> _Exercise data_
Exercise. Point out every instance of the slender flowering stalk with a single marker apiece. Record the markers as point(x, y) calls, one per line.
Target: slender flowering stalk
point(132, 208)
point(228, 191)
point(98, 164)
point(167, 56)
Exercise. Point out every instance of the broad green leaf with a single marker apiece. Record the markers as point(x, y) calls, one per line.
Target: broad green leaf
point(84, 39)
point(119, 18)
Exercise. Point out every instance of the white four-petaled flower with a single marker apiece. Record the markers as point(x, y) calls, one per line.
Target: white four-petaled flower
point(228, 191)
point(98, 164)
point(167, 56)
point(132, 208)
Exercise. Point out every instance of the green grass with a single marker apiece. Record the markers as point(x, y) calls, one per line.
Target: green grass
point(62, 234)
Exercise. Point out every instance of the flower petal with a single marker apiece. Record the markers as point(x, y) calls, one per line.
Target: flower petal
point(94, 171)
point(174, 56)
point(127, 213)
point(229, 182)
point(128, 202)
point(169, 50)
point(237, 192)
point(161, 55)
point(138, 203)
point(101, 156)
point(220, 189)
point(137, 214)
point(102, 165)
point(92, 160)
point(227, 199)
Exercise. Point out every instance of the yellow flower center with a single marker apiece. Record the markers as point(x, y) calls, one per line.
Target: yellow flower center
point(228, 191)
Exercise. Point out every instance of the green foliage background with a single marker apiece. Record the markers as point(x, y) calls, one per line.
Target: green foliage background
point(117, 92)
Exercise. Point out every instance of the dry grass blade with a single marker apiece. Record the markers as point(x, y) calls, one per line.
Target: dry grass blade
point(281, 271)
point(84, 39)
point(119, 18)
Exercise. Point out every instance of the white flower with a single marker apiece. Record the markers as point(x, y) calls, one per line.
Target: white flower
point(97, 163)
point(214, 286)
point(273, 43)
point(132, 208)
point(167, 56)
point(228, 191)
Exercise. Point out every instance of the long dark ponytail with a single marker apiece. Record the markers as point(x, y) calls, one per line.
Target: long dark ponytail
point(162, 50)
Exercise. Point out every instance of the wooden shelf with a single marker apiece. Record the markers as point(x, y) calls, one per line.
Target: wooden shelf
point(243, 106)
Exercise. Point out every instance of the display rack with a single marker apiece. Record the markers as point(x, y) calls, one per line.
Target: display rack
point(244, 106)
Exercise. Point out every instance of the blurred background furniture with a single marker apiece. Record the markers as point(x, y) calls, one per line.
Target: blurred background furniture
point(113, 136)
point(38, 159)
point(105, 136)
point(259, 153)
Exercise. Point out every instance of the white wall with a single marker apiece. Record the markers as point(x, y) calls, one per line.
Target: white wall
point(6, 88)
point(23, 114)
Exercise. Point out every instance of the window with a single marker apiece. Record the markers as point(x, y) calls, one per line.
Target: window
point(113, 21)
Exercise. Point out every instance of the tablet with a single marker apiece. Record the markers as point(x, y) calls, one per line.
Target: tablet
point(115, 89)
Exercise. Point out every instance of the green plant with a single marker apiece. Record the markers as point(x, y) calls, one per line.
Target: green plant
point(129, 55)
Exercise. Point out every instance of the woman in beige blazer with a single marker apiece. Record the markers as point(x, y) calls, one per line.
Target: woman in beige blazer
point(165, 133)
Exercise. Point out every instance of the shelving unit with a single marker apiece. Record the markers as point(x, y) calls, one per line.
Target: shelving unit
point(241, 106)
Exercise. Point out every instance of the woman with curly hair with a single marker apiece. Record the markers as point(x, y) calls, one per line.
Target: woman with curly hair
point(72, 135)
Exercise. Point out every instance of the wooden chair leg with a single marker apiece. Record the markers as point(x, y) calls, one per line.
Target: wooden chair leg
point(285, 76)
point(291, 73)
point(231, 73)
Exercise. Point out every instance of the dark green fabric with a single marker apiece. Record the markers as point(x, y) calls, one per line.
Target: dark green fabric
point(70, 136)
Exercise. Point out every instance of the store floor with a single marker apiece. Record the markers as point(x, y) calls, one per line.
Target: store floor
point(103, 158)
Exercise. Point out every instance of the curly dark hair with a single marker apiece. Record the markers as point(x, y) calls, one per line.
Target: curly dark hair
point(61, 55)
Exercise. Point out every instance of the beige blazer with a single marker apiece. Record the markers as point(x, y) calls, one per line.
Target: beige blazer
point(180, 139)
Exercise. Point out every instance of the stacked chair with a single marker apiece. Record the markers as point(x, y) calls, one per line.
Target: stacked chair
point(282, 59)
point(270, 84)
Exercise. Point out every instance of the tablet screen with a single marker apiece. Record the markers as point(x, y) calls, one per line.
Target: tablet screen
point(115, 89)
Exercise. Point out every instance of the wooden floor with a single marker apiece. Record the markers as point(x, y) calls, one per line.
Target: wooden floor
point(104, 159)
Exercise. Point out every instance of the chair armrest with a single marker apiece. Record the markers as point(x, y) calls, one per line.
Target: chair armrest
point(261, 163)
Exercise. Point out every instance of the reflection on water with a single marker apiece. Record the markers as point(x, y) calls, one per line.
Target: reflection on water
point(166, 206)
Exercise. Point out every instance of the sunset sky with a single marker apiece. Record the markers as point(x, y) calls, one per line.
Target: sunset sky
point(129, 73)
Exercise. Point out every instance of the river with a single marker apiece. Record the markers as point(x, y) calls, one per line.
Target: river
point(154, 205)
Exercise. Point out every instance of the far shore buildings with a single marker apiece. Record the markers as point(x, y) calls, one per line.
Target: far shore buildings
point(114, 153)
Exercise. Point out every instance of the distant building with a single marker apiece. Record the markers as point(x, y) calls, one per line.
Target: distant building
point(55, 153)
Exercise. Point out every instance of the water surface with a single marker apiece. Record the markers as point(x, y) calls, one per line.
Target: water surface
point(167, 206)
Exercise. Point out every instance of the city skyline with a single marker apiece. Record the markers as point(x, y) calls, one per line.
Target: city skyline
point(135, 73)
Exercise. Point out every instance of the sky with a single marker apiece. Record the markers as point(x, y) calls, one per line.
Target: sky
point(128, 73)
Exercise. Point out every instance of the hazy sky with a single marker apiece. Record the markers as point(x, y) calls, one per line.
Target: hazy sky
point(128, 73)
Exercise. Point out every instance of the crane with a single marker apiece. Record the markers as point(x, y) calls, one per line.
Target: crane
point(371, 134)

> _Exercise aim_
Repeat the records above exactly, leaving none out.

> _Solution to this task_
Exercise. Point out every instance of the slender flowering stalk with a single marker apiece. Record the markers as point(x, y) calls, one per line.
Target: slender flowering stalk
point(132, 208)
point(228, 191)
point(98, 164)
point(167, 56)
Exercise. Point out every instance of the broad green leaf with a single marker apiece. Record the markers as point(x, y) calls, one per line.
Target: broad green leaf
point(84, 39)
point(119, 18)
Exercise. Point out every instance of the white four-petaled flower with a single marker apiece. Record the markers as point(x, y) calls, one per line.
Target: white four-petaled flower
point(228, 191)
point(98, 164)
point(167, 56)
point(132, 208)
Exercise. Point out every instance of the green grass with a single marker apiece. Record the markers as point(x, y) calls, one per line.
Target: green grass
point(62, 234)
Exercise. Point out every instance of the flower petal with a single marker apiece. Record the markers as point(x, y) calls, one per line.
Target: flower petal
point(94, 171)
point(174, 56)
point(127, 213)
point(229, 182)
point(128, 202)
point(169, 50)
point(237, 192)
point(161, 55)
point(138, 203)
point(101, 156)
point(220, 189)
point(137, 214)
point(102, 165)
point(92, 160)
point(227, 199)
Exercise. Point out every instance of the yellow flower center with a single marker apiece. Record the markers as point(x, y) calls, one per line.
Target: yellow flower center
point(228, 191)
Exercise. Point out every instance of the green foliage background with a single marker apiece. Record the markers as point(x, y) calls, one per line.
Target: green foliage background
point(117, 92)
Exercise. Point out every instance of the dry grass blade with a single marker apiece. Record the markers as point(x, y) calls, one per line.
Target: dry grass blade
point(281, 271)
point(84, 39)
point(119, 18)
Exercise. Point out every instance of the white flower with a single marker apiece. Record the markers as point(x, y) calls, one per line.
Target: white flower
point(97, 163)
point(214, 286)
point(273, 43)
point(132, 208)
point(167, 56)
point(228, 191)
Exercise. Point out every instance of the long dark ponytail with a single marker apiece. Record the markers as point(x, y) calls, one per line.
Target: long dark ponytail
point(162, 50)
Exercise. Point out every instance of the wooden shelf with a single marker apiece. Record the markers as point(x, y) calls, one per line.
Target: wooden shelf
point(243, 106)
Exercise. Point out every instance of the display rack with a single marker apiece. Record the markers as point(x, y) calls, one per line.
Target: display rack
point(244, 106)
Exercise. Point out every instance of the blurred background furniture with a single marker apiece. Record the markers as point(x, y) calls, one per line.
Target: blurred background furniture
point(113, 136)
point(38, 159)
point(105, 136)
point(259, 153)
Exercise. Point out every instance of the white wall with a single marker apiece. Record the markers as point(x, y) calls, one per line.
Target: white wall
point(6, 88)
point(23, 114)
Exercise. Point out every instance of the window with a single marker apiece. Record the markers as point(x, y) calls, one per line.
Target: window
point(113, 21)
Exercise. Point out every instance of the tablet with a single marker apiece. Record the markers as point(x, y) calls, one per line.
Target: tablet
point(115, 89)
Exercise. Point out every instance of the green plant with a single marker apiece. Record the markers as point(x, y) calls, one per line.
Target: green plant
point(129, 55)
Exercise. Point out every instance of the woman in beige blazer with a single marker apiece. Record the markers as point(x, y) calls, one per line.
Target: woman in beige blazer
point(165, 133)
Exercise. Point out every instance of the shelving unit with a single marker apiece. Record the markers as point(x, y) calls, one per line.
Target: shelving unit
point(241, 106)
Exercise. Point out every instance of the woman with curly hair with a single marker apiece. Record the markers as point(x, y) calls, one per line.
Target: woman with curly hair
point(72, 135)
Exercise. Point out every instance of the wooden chair leg with a single marker apiece. Record the markers as point(x, y) calls, one per line.
Target: wooden chair leg
point(285, 76)
point(291, 73)
point(231, 73)
Exercise. Point out every instance of the dark green fabric with a single marker apiece. Record the markers as point(x, y) calls, one per line.
Target: dark green fabric
point(70, 136)
Exercise. Point out every instance of the store floor with a single marker apiece. Record the markers as point(x, y) calls, one per line.
Target: store floor
point(103, 158)
Exercise. Point out every instance of the curly dark hair with a single marker apiece. Record the markers as point(x, y) calls, one per line.
Target: curly dark hair
point(61, 55)
Exercise. Point out every instance of the beige blazer with a single marker apiece. Record the markers as point(x, y) calls, one per line.
Target: beige blazer
point(180, 139)
Exercise. Point out every instance of the stacked chair with a single marker apiece. Record the markers as point(x, y) calls, one per line.
Target: stacked chair
point(282, 59)
point(270, 84)
Exercise. Point out every instance of the tablet screen with a single marker apiece. Record the markers as point(x, y) calls, one per line.
Target: tablet screen
point(115, 89)
Exercise. Point out every instance of the wooden floor with a single marker apiece. Record the markers as point(x, y) calls, one per line.
Target: wooden floor
point(104, 159)
Exercise. Point out every instance of the chair armrest with a single marker apiece. Record the markers as point(x, y) calls, one per line.
Target: chair armrest
point(261, 163)
Exercise. Point out every instance of the reflection on water with a single marker apiece. Record the markers as point(x, y) calls, one per line.
Target: reflection on water
point(166, 206)
Exercise. Point out every instance of the sunset sky with a single marker apiece. Record the markers as point(x, y) calls, one per line.
Target: sunset sky
point(129, 73)
Exercise. Point out every instance of the river with a single marker apiece. Record the markers as point(x, y) calls, one per line.
Target: river
point(154, 205)
Exercise. Point out every instance of the far shore buildings with a single marker apiece. Record the markers as point(x, y) calls, one per line.
Target: far shore buildings
point(114, 153)
Exercise. Point out every instance of the distant building with a single marker apiece. Record the markers as point(x, y) calls, one per line.
Target: distant building
point(55, 153)
Exercise. Point out every instance of the water surface with a single marker apiece. Record the markers as point(x, y) calls, one per line.
Target: water surface
point(167, 206)
Exercise. Point out every instance of the city skyline with a single marker apiece. Record the markers as point(x, y) calls, one per line.
Target: city skyline
point(135, 73)
Exercise. Point out every instance of the sky with a single marker apiece. Record the markers as point(x, y) calls, one per line.
Target: sky
point(128, 73)
Exercise. Point out every instance of the hazy sky with a single marker apiece. Record the markers as point(x, y) calls, one per line.
Target: hazy sky
point(128, 73)
Exercise. Point out every instance of the crane with a single marker apiece. Record the markers as point(x, y) calls, one per line.
Target: crane
point(371, 134)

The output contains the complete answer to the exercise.